Aim: Transcribe the stretch of the records from the line containing "of the finger." through the last line of the records, keeping every line unchanged.

Stored records:
[BEGIN]

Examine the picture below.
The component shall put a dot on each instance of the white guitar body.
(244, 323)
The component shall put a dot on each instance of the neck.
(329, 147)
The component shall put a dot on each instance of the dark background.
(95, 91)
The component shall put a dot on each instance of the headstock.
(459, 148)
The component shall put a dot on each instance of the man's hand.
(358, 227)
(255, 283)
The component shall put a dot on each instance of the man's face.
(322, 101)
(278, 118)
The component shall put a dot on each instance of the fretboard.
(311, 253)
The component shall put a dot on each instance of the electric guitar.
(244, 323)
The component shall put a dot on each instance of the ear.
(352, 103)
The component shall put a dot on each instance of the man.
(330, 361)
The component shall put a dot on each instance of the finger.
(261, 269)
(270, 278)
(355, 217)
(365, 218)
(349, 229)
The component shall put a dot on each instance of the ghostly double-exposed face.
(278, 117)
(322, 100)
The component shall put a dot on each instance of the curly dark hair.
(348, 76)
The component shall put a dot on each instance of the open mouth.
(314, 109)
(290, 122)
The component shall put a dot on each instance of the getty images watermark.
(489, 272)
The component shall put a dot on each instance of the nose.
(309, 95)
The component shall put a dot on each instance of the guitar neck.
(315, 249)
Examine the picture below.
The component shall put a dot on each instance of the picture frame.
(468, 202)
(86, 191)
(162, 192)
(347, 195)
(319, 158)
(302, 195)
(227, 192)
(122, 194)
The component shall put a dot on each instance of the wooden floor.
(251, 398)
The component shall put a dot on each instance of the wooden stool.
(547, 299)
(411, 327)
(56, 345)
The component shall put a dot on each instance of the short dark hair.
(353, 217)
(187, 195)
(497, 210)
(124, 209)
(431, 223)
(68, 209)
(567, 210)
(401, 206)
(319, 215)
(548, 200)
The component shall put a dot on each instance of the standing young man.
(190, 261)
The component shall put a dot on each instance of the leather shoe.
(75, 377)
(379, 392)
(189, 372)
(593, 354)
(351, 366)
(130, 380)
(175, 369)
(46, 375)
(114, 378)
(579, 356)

[END]

Exercise response:
The component shall put a dot on each instance of the finger.
(261, 269)
(270, 278)
(355, 217)
(365, 218)
(349, 229)
The component shall put a dot on each instance of the ghostly double-exposed face.
(278, 117)
(322, 100)
The component shall put a dot on each instance of the curly dark hair.
(348, 76)
The component shall put a dot on each instance of the open mouth.
(314, 109)
(290, 122)
The component shall put a dot on each instance of the getty images watermark.
(489, 272)
The component shall put a dot on each instance of the nose.
(309, 95)
The component shall put a dot on each instance of the guitar neck.
(315, 249)
Examine the picture below.
The component shall put a dot on each instance of the picture frame.
(468, 202)
(86, 191)
(162, 192)
(347, 195)
(319, 158)
(302, 195)
(227, 192)
(122, 194)
The component shall put a dot on each instance of the wooden floor.
(251, 398)
The component shall put a dot on each instance of the wooden stool.
(547, 299)
(411, 327)
(56, 345)
The component shall put a dot on each instance of the short dark hair.
(353, 217)
(187, 195)
(497, 210)
(124, 209)
(431, 223)
(68, 209)
(567, 210)
(401, 206)
(319, 215)
(548, 200)
The component shall put a dot on each instance of the standing young man.
(190, 261)
The component shall put a dot on each instance of the leather shoe.
(75, 377)
(379, 392)
(189, 372)
(593, 354)
(351, 366)
(130, 380)
(175, 369)
(46, 375)
(114, 378)
(579, 356)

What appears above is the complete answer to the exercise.